EXCERPT TO READ –
Mark Dutcher really great article. seems so of the moment. i love when museums present small shows of something unexpected or unfamiliar. i loved what roberta had to say about art of necesity. i feel a change a coming.. where art that is turned inward or soul searching or personal or even..gasp.. spiritual is being made and looked at... rather than corporate cultural critique of conceptual objects and branding. i must say i really want to experience the show tino sehgal show. @ Terry i love those cotton ball paintings.!!! really crushingly beautiful.
Sat at 3:38pm

Paola Andrea Ochoa Marilyn- "How can curators see more of what is going on in a wider variety of artist's studios?"
DID anyone else get this? and if so what do you think about it?

P.S.1 Contemporary Art Center

P.S.1 announces the launch of a new Studio Visit website and this
weekend's Saturday Sessions performances.

A website that invites artists and collectives to exhibit their works
online and invites viewers into their studio spaces, Studio Visit
encourages the local and international artist community to participate
in an online artistic pool of information and a research tool for future
exhibitions. For more details
Sat at 3:40pm

Donna Ruff What a terrific piece, and I love her last paragraphs. The present is diverse beyond knowing. It got me excited that maybe a sea change is underway. What some optimists predicted about the recession could be true- that a real shake-up could result. New galleries, more chances taken, artists discovered/rediscovered.
Sat at 3:42pm

Laura Elkins thoughtful piece. thanks for posting. tell us what Roberta says when she finds out you posted it.
Sat at 3:44pm

Douglas Ward Kelley It's a beautiful review.
Sat at 3:48pm

Matthew Weinstein All with it until the ' made by hand' thing. Seems nostalgiac to me. Who cares how something is made? As Oliver and Joseph said, art reflects changes in production as well as the production of meaning. There is much personal sacrafice and vision in going broke trying to produce something that is one's own idea of perfection. Sometimes I wish I could stay in my room and make tiny paintings. I wish she'd re think that part of a great article. It was the only hole in it.
Sat at 3:53pm

Gabriel J. Shuldiner I feel better for having read this several times now. Me like. Me agree.
Sat at 3:53pm

Brian Sherwin This town needs an enema. ;p
Sat at 3:59pm

Richard Jacobs I kind of wish she had not mentioned all those deserving names because it may backfire for them. Curators will hopefully take this important advice, but are likely to be resistant to being told who to elevate.
Sat at 4:01pm

Ila Schloss great article. Let's hear it for ORIGINALITY!! Think outside the Hive Mind! Unexpected, edgy, interesting... I hope that my work can achieve that level of "fresh". Thanks for posting this Jerry.
Sat at 4:04pm

Brian Porray i love this article! wendy white would make my list.....just sayin'
Sat at 4:06pm

Lisa Adams Roberta Smith seems so speak for many artists. I admire her for writing this article and I also believe it is the truth as well. There are so many artists who work in near isolation even within a community who are doing individuated and compelling work. I have always thought that it's the individual, unique vision that has the deepest reach. When I look at work like that I have to look harder and spend more time and I get a lot more from the experience. I

Roberta's hint to curators is the best! Though I have never curated exhibitions at any elevated levels I have curated and for me it was always so exciting to discover work and present it, regardless of it's popularity.

Thank you so much for your thoughtfulness and bringing this out for discussion.
Sat at 4:10pm

Timothy Hartley Smith Amen!

INFORMATION GIVEN –

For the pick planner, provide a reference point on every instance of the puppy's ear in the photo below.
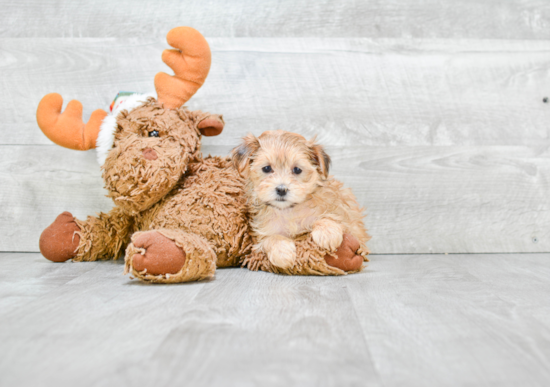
(241, 155)
(321, 159)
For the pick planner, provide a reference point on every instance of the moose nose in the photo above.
(149, 154)
(281, 190)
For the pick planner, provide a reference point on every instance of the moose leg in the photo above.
(97, 238)
(311, 259)
(169, 256)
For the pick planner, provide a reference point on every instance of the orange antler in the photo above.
(190, 62)
(67, 129)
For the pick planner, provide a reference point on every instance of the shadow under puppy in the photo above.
(289, 195)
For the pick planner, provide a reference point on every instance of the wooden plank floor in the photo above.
(414, 320)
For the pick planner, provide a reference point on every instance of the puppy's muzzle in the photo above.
(281, 190)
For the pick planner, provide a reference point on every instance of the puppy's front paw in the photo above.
(282, 253)
(327, 234)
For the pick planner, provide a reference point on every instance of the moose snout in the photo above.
(281, 190)
(149, 154)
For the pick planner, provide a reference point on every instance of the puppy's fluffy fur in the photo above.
(290, 193)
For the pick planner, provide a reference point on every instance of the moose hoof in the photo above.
(346, 255)
(59, 242)
(162, 255)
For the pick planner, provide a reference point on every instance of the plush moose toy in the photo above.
(177, 215)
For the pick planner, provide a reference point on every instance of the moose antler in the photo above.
(190, 62)
(67, 129)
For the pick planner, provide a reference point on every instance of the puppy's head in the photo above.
(282, 168)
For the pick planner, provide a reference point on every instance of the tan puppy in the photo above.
(290, 193)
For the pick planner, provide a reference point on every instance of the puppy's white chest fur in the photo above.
(291, 222)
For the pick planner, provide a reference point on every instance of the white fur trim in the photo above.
(106, 136)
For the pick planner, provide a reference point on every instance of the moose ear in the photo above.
(211, 125)
(321, 159)
(242, 154)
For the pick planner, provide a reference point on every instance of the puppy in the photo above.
(290, 193)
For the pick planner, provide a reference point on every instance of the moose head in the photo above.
(145, 144)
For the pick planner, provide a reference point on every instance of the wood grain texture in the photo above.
(419, 199)
(512, 19)
(406, 320)
(346, 91)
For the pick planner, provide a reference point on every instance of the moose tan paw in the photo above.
(327, 234)
(59, 241)
(346, 258)
(162, 255)
(282, 253)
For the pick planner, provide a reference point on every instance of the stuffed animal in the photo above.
(177, 215)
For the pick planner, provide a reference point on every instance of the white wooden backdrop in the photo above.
(432, 110)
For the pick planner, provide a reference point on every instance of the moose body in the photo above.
(177, 215)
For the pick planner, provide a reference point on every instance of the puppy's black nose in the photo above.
(281, 190)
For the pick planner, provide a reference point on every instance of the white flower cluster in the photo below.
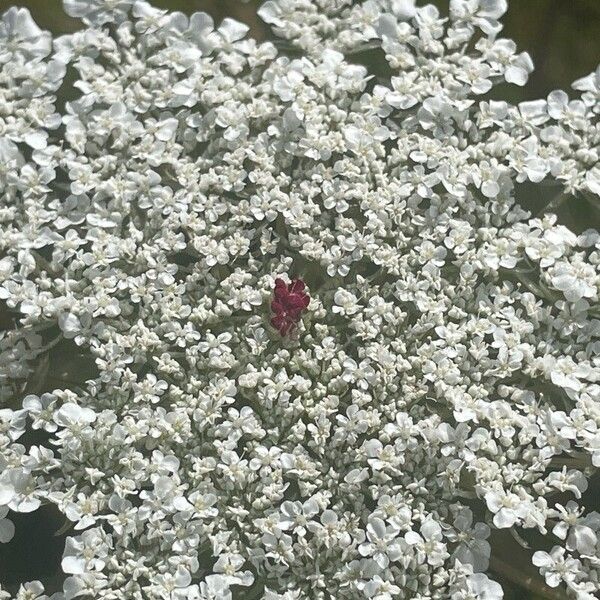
(158, 174)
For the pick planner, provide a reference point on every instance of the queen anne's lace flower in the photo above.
(160, 177)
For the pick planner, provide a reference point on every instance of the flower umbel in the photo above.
(289, 300)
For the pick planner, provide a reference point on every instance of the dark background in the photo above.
(563, 38)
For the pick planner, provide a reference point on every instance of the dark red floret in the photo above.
(289, 301)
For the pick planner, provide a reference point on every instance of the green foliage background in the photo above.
(563, 38)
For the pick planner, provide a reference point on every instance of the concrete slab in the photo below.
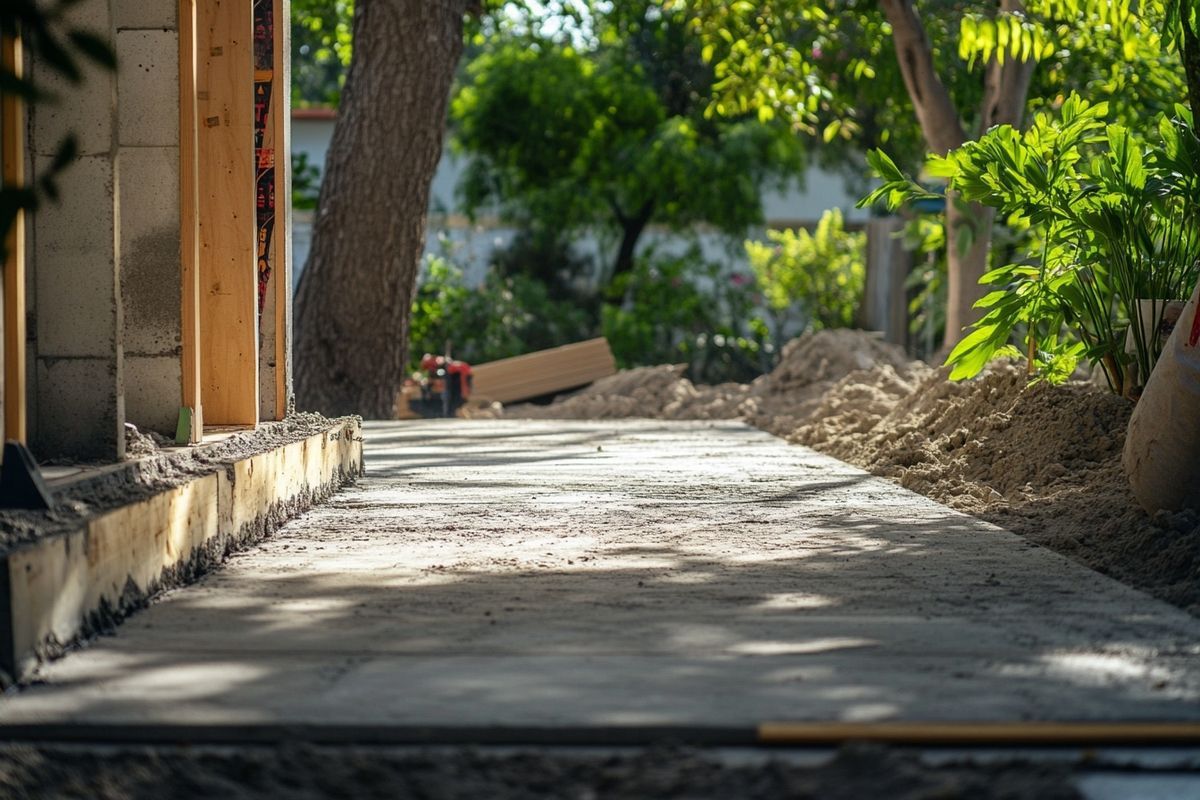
(630, 572)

STATED TASK A – In the comment thread, condense the paragraph that begins "Donna Ruff What a terrific piece" into a short bulleted list that keeps its main points.
STATED TASK B – Write the next part of the comment thread, picking up after its final comment.

RESULT A –
- Donna Ruff calls it a terrific piece and especially loves its last paragraphs.
- Donna Ruff says the present is diverse beyond knowing.
- The piece raised hopes that a sea change may be underway.
- The optimists' prediction about the recession could prove true: a real shake-up, with new galleries, more chances taken, and artists discovered or rediscovered.

RESULT B –
Sat at 4:10pm

Hilary Goldblatt It is a great piece and I agree with just about everything she says. As far as the artists she mentions, sometimes, just sometimes, the emperor is really naked.
Sat at 4:12pm

Sally Fisher Jerry I just wrote something to you but it seems to have vanished. I was wondering whatever happened to what Roberta pointed to as intense personal necessity. I would love to wander the museums and see the result of the kind of risk taking, invention and adventure that used to inspire us, oh those many years ago.
Sat at 4:19pm

David Carson Thought R's piece was super bad-ass until it stumbled and crashed on that bit about "hand-crafted art out of necessity" (paraphrased)

Went from rogue to reactionary-nostalgic. I get the feeling that was not R's intention, but that's how it came off imho.

I think Oliver expressed this VERY well...
"At a time when the creative process is becoming increasingly fluid and collaborative, when digital mutations are exploding all around us, it seems, well, kind of reactionary to suggest that we need a (return to a) focus on shows of individual painters."

However, I do think R captured the sentiment of where a lot of people's heads are at - big ups for capturing that little spark of lightning in a bottle.
Sat at 4:24pm

Pamela Harris One of my favorite artists is Terry Winters, and not because I love all his work. He seems to be an artist who is willing to show it all - transitional, successful, crap. I get the sense the question he asks himself isn't 'Is this good,' but 'Is this successful.'

Granted, I can fall into the artist stereotype of Enough about me, what do you think of me. But I do look. One of my favorite pleasures is visiting MFA open studio programs to see what's trending, and these last few years I've seen a lot of sh!t. And a lot of it was knock offs of contemporary artists who have had high profile NYC museum shows.

That's harsh, and I genuinely believe that the art world wheel is always changing and some things take time to really see. I had to see Thomas Nozkowski a few times before falling in love with his work. (Ken Price I love to fondle (it's sculpture and yeah, I touch most of it) from the start and I'm excited to see his Met show.)

I really like your wife's article, but I think the same could be said for a lot of artists working today. Rob Fischer is really interesting to me, as are Ricci Albenda's sculptures. Mary Lucier always intrigues me, and the bigger Ursala von Ridingsvard gets the bigger.

I like almost everything I see at 303 and a few other spaces, but as far as 'new' or 'newer' artists, a lot of the work is reductive (that's not the word I'm thinking of but I'm drawing a blank). And it's not that the work doesn't care about what came before it - I could get my head around this conceptually. It's that it doesn't seem aware. I've really tried to get excited by this and take it on it's terms, but right now, today, it's not doing it for me.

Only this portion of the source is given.